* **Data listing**
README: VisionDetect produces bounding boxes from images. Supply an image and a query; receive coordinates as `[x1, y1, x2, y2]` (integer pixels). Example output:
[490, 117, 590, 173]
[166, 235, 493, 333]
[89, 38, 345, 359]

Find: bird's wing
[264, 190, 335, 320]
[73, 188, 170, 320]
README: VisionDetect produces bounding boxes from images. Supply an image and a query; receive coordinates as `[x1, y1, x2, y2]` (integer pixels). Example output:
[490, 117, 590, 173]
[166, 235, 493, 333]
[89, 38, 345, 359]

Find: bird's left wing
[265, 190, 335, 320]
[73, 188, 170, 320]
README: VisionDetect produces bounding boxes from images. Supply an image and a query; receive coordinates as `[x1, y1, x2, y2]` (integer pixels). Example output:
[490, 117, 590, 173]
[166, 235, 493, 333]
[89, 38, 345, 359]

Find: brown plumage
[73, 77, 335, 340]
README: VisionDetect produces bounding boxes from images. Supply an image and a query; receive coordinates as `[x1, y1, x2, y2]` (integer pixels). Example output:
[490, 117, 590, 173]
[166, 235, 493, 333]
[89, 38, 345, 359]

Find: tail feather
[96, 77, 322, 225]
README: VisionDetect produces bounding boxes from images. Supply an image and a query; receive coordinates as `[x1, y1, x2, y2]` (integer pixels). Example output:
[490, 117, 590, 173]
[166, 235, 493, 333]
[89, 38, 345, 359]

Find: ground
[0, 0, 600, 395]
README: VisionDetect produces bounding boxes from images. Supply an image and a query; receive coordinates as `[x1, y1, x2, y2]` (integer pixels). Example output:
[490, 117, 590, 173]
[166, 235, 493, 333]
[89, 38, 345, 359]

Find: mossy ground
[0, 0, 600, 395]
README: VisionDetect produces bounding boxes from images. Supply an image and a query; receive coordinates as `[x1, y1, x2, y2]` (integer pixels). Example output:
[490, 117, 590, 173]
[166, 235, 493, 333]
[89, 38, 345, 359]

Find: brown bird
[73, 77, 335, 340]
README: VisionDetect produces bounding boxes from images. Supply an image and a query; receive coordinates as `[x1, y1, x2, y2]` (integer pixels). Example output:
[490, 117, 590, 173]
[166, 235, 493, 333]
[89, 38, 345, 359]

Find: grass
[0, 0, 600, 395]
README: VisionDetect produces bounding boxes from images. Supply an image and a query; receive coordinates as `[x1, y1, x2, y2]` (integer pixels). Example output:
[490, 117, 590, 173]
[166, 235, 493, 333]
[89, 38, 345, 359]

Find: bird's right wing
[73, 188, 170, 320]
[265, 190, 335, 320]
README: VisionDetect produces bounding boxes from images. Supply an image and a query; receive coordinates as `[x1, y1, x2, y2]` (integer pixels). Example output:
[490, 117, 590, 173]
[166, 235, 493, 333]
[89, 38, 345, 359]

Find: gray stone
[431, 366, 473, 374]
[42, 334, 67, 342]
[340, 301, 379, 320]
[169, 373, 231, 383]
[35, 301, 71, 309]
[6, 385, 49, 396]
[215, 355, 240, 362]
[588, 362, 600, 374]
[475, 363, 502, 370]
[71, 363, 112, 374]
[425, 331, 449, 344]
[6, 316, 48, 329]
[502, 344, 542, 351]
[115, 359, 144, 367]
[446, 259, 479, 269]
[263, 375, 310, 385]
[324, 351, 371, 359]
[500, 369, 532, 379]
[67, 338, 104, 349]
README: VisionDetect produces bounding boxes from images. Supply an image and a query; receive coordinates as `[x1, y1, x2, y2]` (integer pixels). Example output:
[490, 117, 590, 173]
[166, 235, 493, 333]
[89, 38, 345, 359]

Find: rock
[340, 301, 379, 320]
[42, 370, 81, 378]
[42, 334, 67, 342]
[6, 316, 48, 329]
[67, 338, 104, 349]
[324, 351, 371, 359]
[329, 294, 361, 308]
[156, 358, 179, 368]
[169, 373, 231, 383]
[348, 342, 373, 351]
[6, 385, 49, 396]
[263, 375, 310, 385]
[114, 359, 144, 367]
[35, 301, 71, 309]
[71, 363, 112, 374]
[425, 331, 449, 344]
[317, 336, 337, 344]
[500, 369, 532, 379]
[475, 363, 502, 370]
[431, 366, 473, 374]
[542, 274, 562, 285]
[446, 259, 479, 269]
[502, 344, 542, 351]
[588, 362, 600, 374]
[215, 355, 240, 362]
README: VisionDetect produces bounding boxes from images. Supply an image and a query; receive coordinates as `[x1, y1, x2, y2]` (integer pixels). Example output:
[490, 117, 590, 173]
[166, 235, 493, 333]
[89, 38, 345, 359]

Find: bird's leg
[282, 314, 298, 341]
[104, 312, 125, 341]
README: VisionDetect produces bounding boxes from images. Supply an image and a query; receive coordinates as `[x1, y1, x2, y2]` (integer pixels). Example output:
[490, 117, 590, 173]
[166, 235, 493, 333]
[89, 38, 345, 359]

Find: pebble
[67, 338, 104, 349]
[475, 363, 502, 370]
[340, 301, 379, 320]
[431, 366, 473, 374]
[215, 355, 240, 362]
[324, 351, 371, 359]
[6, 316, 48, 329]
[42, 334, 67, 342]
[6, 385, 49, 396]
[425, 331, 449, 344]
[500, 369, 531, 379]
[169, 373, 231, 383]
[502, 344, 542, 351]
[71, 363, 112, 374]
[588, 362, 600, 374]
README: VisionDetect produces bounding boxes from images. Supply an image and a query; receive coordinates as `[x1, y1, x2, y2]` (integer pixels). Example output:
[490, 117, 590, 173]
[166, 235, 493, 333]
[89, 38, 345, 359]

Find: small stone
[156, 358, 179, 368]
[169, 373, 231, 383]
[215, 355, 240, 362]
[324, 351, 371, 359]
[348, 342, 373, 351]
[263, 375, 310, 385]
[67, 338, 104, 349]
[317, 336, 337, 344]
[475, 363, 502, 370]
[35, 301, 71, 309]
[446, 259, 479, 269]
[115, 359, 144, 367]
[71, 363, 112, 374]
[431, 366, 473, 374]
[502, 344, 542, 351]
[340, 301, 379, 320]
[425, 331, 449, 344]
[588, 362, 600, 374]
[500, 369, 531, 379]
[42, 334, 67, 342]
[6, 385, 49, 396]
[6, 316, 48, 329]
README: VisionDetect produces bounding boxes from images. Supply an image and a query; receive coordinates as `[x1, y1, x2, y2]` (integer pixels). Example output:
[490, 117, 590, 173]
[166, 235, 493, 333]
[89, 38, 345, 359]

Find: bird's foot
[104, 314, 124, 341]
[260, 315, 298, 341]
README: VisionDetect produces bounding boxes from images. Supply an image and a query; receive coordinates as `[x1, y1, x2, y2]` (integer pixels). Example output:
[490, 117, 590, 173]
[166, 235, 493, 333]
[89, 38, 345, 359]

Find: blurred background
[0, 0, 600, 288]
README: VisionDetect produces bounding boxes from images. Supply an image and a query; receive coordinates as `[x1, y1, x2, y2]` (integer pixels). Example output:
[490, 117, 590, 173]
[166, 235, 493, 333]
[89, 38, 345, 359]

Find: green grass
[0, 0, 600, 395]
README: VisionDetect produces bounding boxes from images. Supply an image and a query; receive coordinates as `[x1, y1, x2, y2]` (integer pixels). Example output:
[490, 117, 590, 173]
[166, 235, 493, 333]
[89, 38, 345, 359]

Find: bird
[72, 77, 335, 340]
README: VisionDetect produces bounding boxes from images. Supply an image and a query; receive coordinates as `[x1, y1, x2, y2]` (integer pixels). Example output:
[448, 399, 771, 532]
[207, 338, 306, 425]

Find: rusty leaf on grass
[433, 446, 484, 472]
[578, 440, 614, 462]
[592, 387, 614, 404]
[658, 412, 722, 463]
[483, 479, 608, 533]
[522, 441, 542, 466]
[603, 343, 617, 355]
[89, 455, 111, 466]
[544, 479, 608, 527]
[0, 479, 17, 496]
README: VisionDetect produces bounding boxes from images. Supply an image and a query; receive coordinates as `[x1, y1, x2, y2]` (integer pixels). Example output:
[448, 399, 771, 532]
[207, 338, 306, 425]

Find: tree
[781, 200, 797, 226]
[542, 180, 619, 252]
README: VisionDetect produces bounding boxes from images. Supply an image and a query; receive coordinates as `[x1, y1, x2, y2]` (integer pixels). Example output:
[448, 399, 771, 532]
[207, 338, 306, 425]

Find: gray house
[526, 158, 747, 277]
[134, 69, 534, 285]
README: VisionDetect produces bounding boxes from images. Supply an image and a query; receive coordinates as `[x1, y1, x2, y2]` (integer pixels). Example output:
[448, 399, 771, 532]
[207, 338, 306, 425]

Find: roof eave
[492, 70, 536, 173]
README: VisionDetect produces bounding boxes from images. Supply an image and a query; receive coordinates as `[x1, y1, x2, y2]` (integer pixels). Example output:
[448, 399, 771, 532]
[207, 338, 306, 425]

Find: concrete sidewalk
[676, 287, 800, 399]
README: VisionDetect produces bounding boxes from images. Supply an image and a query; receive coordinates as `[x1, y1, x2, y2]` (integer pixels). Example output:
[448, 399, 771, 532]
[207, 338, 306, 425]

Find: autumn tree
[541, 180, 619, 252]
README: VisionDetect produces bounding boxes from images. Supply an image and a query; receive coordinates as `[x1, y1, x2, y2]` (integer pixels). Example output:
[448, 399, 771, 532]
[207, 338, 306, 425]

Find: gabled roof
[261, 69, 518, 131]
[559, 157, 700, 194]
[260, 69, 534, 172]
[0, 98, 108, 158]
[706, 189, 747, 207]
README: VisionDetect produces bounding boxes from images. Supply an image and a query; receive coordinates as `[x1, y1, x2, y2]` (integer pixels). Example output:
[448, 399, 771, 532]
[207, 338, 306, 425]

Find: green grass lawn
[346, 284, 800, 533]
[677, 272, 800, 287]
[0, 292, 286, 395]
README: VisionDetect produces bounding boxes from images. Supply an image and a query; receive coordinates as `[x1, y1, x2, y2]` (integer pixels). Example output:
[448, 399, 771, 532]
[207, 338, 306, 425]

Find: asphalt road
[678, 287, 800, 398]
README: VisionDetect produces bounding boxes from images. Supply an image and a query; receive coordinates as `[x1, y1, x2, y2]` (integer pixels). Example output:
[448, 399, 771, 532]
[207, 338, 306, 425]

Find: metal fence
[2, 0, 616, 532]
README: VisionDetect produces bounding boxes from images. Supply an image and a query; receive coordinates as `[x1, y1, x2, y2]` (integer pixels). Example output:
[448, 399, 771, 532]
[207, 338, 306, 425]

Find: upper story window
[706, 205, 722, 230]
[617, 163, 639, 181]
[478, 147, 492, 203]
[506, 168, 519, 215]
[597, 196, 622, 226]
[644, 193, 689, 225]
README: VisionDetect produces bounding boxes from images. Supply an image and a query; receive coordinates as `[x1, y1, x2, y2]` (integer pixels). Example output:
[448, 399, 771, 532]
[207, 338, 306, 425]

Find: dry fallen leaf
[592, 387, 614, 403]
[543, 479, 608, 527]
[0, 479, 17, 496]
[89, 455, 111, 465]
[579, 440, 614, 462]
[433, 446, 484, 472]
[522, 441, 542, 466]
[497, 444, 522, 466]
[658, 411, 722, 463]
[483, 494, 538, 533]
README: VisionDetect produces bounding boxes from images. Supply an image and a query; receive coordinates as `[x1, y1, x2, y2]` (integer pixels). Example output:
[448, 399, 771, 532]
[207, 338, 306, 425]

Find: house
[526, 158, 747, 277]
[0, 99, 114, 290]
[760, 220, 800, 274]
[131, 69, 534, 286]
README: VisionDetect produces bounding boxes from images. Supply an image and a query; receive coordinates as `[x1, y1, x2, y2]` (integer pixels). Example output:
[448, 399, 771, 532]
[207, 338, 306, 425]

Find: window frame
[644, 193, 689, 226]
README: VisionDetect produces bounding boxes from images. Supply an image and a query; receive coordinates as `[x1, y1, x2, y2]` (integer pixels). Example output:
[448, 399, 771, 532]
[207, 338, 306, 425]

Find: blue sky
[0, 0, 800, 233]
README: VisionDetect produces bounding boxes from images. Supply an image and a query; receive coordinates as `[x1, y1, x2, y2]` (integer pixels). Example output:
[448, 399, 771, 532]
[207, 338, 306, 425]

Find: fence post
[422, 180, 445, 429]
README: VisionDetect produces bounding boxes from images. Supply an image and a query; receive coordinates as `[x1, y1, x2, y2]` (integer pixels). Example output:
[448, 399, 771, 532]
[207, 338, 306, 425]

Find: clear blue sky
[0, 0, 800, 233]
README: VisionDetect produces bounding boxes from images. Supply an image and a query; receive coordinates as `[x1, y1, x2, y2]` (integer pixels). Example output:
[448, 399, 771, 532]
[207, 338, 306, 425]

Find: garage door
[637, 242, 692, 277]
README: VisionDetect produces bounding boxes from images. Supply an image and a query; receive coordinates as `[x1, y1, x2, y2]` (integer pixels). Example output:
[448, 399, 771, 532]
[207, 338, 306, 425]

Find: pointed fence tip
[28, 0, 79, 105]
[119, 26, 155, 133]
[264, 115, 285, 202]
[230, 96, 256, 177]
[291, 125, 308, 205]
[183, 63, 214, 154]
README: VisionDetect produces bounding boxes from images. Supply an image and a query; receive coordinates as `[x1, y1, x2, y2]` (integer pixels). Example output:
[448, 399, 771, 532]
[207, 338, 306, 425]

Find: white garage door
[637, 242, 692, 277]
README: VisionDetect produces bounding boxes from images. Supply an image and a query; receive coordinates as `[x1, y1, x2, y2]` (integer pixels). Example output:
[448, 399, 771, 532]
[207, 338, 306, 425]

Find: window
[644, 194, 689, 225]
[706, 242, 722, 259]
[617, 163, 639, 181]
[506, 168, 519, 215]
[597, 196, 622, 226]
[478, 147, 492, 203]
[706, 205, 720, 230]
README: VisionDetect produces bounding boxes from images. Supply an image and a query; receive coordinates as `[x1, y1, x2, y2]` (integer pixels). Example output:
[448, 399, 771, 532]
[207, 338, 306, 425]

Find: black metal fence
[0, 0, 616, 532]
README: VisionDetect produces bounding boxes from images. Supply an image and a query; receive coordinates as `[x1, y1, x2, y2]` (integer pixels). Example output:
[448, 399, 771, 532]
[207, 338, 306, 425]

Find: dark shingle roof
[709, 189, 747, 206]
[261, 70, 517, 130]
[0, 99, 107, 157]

* **Directions for this task**
Output the lines of the data above, from the first line through the line that contains "[96, 77, 322, 225]", as a JSON list of strings, one string per line, leaving out blank lines.

* **Response to the exercise**
[
  "README: VisionDetect produces bounding boxes from images. Supply an image and a query; receive coordinates as `[x1, y1, x2, y2]` (integer pixels). Example output:",
  "[490, 117, 590, 173]",
  "[166, 235, 493, 333]",
  "[89, 38, 345, 359]",
  "Find: bird's wing",
  "[264, 190, 335, 320]",
  "[73, 188, 170, 320]",
  "README: VisionDetect produces bounding boxes from images. Supply an image and a query; receive coordinates as `[x1, y1, x2, y2]` (integer pixels). Example output:",
  "[490, 117, 590, 173]",
  "[166, 235, 493, 333]",
  "[89, 38, 345, 359]",
  "Find: bird's left wing",
  "[265, 190, 335, 320]",
  "[73, 188, 170, 320]",
  "README: VisionDetect produces bounding boxes from images. Supply an image and a query; receive coordinates as `[x1, y1, x2, y2]` (integer pixels). Example output:",
  "[490, 117, 590, 173]",
  "[166, 235, 493, 333]",
  "[89, 38, 345, 359]",
  "Find: brown plumage",
  "[73, 77, 335, 340]",
  "README: VisionDetect produces bounding boxes from images. Supply an image and a query; receive coordinates as `[x1, y1, x2, y2]` (integer pixels). Example output:",
  "[490, 117, 590, 173]",
  "[166, 235, 493, 333]",
  "[89, 38, 345, 359]",
  "Find: tail feather",
  "[96, 77, 322, 225]"
]